* Problem:
Print all of the records below line for line, with no changes to any character.

* Data extract:
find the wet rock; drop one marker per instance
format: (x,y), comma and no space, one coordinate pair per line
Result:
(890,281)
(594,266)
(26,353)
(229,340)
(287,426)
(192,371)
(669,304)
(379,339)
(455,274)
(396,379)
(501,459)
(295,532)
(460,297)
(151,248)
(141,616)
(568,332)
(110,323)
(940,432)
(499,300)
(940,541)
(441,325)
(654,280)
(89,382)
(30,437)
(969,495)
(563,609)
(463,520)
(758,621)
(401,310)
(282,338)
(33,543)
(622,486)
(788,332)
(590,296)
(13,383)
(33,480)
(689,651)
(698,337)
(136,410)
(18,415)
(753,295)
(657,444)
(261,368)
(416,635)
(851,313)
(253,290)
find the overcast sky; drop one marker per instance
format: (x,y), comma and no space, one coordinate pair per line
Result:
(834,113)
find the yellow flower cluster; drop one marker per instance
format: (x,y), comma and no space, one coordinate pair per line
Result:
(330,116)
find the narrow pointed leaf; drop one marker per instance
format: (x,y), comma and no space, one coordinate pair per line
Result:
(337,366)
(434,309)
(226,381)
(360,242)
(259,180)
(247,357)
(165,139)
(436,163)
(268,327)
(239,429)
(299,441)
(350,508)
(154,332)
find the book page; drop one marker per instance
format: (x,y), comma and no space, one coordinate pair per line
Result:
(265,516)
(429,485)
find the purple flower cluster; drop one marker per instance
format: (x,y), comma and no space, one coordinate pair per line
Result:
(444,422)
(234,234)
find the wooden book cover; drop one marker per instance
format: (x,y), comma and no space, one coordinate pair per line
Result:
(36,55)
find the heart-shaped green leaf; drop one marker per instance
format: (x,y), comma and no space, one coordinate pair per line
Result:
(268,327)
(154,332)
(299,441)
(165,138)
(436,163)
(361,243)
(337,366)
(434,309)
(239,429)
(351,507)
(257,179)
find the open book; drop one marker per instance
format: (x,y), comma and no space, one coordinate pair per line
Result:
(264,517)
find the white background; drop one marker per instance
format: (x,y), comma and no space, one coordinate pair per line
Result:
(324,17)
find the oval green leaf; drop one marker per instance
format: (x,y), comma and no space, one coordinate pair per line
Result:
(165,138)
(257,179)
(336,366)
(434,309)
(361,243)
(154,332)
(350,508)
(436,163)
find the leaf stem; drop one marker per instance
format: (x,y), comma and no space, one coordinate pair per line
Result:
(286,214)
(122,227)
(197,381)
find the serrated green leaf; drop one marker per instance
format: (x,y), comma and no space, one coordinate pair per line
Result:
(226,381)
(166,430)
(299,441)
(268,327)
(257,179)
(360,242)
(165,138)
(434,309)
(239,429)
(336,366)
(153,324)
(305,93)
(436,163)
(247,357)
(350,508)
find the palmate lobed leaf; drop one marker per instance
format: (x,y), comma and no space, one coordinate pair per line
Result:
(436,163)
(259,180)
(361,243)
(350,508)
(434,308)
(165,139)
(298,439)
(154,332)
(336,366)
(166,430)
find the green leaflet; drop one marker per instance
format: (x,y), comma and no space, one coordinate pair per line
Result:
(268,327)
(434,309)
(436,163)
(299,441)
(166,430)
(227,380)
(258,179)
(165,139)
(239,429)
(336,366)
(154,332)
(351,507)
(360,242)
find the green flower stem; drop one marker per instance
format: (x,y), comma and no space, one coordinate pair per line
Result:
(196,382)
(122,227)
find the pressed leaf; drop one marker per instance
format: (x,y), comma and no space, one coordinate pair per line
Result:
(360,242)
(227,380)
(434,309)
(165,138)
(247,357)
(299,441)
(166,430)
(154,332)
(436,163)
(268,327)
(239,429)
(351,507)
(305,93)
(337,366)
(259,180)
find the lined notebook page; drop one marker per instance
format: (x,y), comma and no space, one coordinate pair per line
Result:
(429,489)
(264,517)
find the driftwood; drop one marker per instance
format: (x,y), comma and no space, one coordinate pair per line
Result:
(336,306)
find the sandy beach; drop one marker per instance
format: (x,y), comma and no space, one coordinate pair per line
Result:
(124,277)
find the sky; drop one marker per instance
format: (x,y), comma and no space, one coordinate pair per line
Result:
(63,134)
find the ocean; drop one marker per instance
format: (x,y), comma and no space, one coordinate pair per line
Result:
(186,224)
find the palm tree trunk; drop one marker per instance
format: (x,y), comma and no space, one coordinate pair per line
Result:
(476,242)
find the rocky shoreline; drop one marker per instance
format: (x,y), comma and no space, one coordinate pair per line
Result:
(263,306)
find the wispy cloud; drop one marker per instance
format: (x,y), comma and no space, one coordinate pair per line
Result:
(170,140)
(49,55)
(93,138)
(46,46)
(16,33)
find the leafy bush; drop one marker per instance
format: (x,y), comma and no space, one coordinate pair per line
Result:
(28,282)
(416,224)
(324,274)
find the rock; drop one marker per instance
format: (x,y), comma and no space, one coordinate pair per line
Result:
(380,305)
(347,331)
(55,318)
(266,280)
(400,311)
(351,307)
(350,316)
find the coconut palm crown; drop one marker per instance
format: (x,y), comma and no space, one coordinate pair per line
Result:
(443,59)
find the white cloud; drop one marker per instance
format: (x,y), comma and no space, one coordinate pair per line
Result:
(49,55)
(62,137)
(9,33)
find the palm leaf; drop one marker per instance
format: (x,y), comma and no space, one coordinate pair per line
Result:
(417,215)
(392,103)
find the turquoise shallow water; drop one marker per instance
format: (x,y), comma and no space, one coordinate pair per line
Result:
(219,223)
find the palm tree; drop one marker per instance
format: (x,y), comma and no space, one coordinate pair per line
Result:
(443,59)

* Reply:
find the wet rock; drop one marker per instance
format: (x,y), comma and no space, one coordinate pair per line
Result:
(890,281)
(594,266)
(26,353)
(229,340)
(287,426)
(192,371)
(669,304)
(379,339)
(455,274)
(396,379)
(501,459)
(295,532)
(460,297)
(151,248)
(141,616)
(568,332)
(110,323)
(940,432)
(499,300)
(940,541)
(441,325)
(654,280)
(89,382)
(30,437)
(969,495)
(563,609)
(463,520)
(758,621)
(401,310)
(282,338)
(33,543)
(622,486)
(788,332)
(590,296)
(13,383)
(33,480)
(689,651)
(698,337)
(136,410)
(18,415)
(753,295)
(657,444)
(261,368)
(416,635)
(851,313)
(253,290)
find the overcast sky; drop one marker per instance
format: (x,y), comma and no space, one coordinate pair per line
Result:
(834,113)
find the yellow flower cluster; drop one marker per instance
format: (x,y), comma and no space, one coordinate pair per line
Result:
(330,116)
find the narrow pointed leaf; drop one marker per instance
format: (x,y), comma and no space, one coordinate pair per line
Result:
(337,366)
(434,309)
(226,381)
(360,242)
(259,180)
(247,357)
(165,139)
(436,163)
(268,327)
(239,429)
(299,441)
(350,508)
(154,332)
find the book page; drop one marker per instance
format: (x,y), comma and no space, one coordinate pair per line
Result:
(265,516)
(429,485)
find the purple flower cluster; drop one marker per instance
format: (x,y), comma and no space, one coordinate pair per line
Result:
(444,422)
(234,234)
find the wooden book cover; drop one marker per instance
format: (x,y), comma and no space, one coordinate pair per line
Result:
(36,55)
find the heart-shaped green leaf; drop one marker per instance
format: (x,y), comma and no space, one coordinate pair per line
Result:
(268,327)
(154,332)
(299,441)
(165,138)
(436,163)
(361,243)
(337,366)
(434,309)
(239,429)
(351,507)
(257,179)
find the open book; drop one marker per instance
format: (x,y), comma and no space, one coordinate pair per line
Result:
(264,517)
find the white background; drop one marker per instance
format: (x,y), comma and no space, one coordinate pair per line
Result:
(324,17)
find the oval green leaf; drop one marker per instance
format: (x,y), comma and no space, one coordinate pair per line
Result:
(165,138)
(257,179)
(336,366)
(434,309)
(361,243)
(154,332)
(350,508)
(436,163)
find the leaf stem; drop one marker per instance
format: (x,y), comma and no space, one coordinate pair per line
Result:
(286,214)
(122,227)
(197,381)
find the serrated green leaf; drop one marker per instance
format: (x,y), comma and no space, one coordinate pair per line
Result:
(226,381)
(166,430)
(299,441)
(268,327)
(257,179)
(360,242)
(165,138)
(434,309)
(239,429)
(336,366)
(153,324)
(305,93)
(436,163)
(247,357)
(350,508)
find the palmate lobed leaf; drop one marker per instance
format: (x,y), comma and no space, one coordinate pair per line
Result:
(436,163)
(259,180)
(361,243)
(350,508)
(434,308)
(165,139)
(298,439)
(154,332)
(336,366)
(166,430)
find the green leaflet; drop one marker per instance
format: (x,y), comma and no space, one coordinate pair per line
Result:
(268,327)
(434,309)
(436,163)
(299,441)
(166,430)
(227,380)
(258,179)
(165,139)
(239,429)
(336,366)
(154,332)
(351,507)
(360,242)
find the green flower stem; drop one marker per instance
format: (x,y), comma and no space, one coordinate pair per line
Result:
(196,382)
(122,227)
find the pressed leaf; drop one marker per instance
format: (x,y), comma and no space, one coordinate pair per line
Result:
(360,242)
(227,380)
(434,309)
(165,138)
(247,357)
(299,441)
(166,430)
(154,332)
(436,163)
(268,327)
(239,429)
(351,507)
(305,93)
(337,366)
(259,180)
find the lined notebook page; drop one marker per instance
format: (x,y), comma and no space, one coordinate pair per line
Result:
(429,489)
(264,517)
find the driftwood; drop one marker per instance
format: (x,y), comma and no space, one coordinate pair per line
Result:
(336,306)
find the sandy beach; drop one marker per instance
format: (x,y), comma and no space, one coordinate pair per line
Result:
(124,277)
find the sky; drop one marker per instance
format: (x,y), comma and no space, one coordinate pair per line
Result:
(63,134)
find the ocean; drop one marker per instance
format: (x,y), comma and no space, one coordinate pair per line
Result:
(186,224)
find the palm tree trunk; drop one marker per instance
format: (x,y), comma and no space, one coordinate pair per line
Result:
(476,242)
find the rocky shoreline; drop one marker per instance
format: (x,y), comma and no space, one coordinate pair per line
Result:
(263,306)
find the wispy cloud; drop one marker per instance
format: (x,y), comma and no space, one coordinate pair per line
Result:
(170,140)
(49,55)
(93,138)
(46,46)
(16,33)
find the leafy bush; drop one marker per instance
format: (x,y), comma and no space, one coordinate pair per line
Result:
(28,282)
(416,224)
(324,274)
find the rock; drop one marker per instance
format: (x,y), comma and no space, one coordinate pair per line
Result:
(380,305)
(347,331)
(55,318)
(266,280)
(400,311)
(351,307)
(350,316)
find the coconut palm crown; drop one marker per instance
format: (x,y), comma and no space, one coordinate pair per line
Result:
(443,59)
find the white cloud; drop one marker per instance
format: (x,y), comma and no space, one coordinate pair per line
Result:
(49,55)
(62,137)
(9,33)
find the palm leaf; drop one marker per instance
format: (x,y), comma and no space, one coordinate pair per line
Result:
(417,215)
(392,103)
find the turquoise shallow water; drop one marker per instance
format: (x,y), comma and no space, one coordinate pair per line
Result:
(219,223)
find the palm tree; drop one marker per instance
format: (x,y), comma and no space, one coordinate pair per line
Result:
(443,59)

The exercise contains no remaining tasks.